Instructions to follow: Set down, word for word, every line of the listing below, starting with the one that contains "drop one pin per instance, shaped like <point>329,291</point>." and ending with the final line. Include nothing else.

Input for this task:

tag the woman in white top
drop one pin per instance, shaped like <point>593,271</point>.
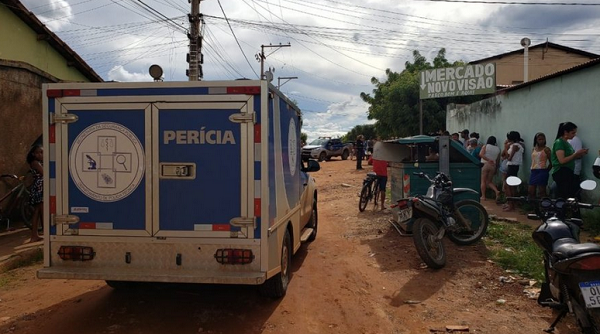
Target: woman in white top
<point>489,158</point>
<point>515,160</point>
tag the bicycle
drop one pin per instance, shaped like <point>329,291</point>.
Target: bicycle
<point>369,191</point>
<point>16,199</point>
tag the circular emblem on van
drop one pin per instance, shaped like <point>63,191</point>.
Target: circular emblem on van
<point>106,162</point>
<point>292,146</point>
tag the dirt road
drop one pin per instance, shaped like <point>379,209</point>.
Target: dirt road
<point>359,276</point>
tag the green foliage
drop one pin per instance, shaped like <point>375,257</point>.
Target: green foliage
<point>367,130</point>
<point>591,221</point>
<point>511,246</point>
<point>394,103</point>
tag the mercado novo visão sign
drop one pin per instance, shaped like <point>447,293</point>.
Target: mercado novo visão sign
<point>458,81</point>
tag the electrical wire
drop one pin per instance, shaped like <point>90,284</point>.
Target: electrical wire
<point>236,40</point>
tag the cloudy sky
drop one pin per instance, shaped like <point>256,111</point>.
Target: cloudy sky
<point>337,46</point>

Exercise response:
drop one pin per instance, shaped like <point>329,291</point>.
Target: bicycle
<point>369,191</point>
<point>16,199</point>
tag the circular emblem on van
drop one pin per instance, shaped like <point>63,191</point>.
Target: circular emblem on van
<point>106,162</point>
<point>292,146</point>
tag the dirt road
drop one pin per instance, shaped like <point>379,209</point>.
Target: dirt road
<point>359,276</point>
tag the green foliage
drop one pin per instance, shaped like <point>375,257</point>.
Target: green foliage
<point>367,130</point>
<point>591,221</point>
<point>511,246</point>
<point>394,103</point>
tag the mercado novo visão sign
drop one pin per instance, shaped like <point>447,293</point>.
Target: mercado novo visão sign
<point>458,81</point>
tag the electrical wire
drop one pin per instance, shaped like <point>90,284</point>.
Target: electrical wire
<point>236,40</point>
tag the cloudy sky
drop one pin per instance, shaped like <point>256,111</point>.
Target: cloudy sky
<point>337,46</point>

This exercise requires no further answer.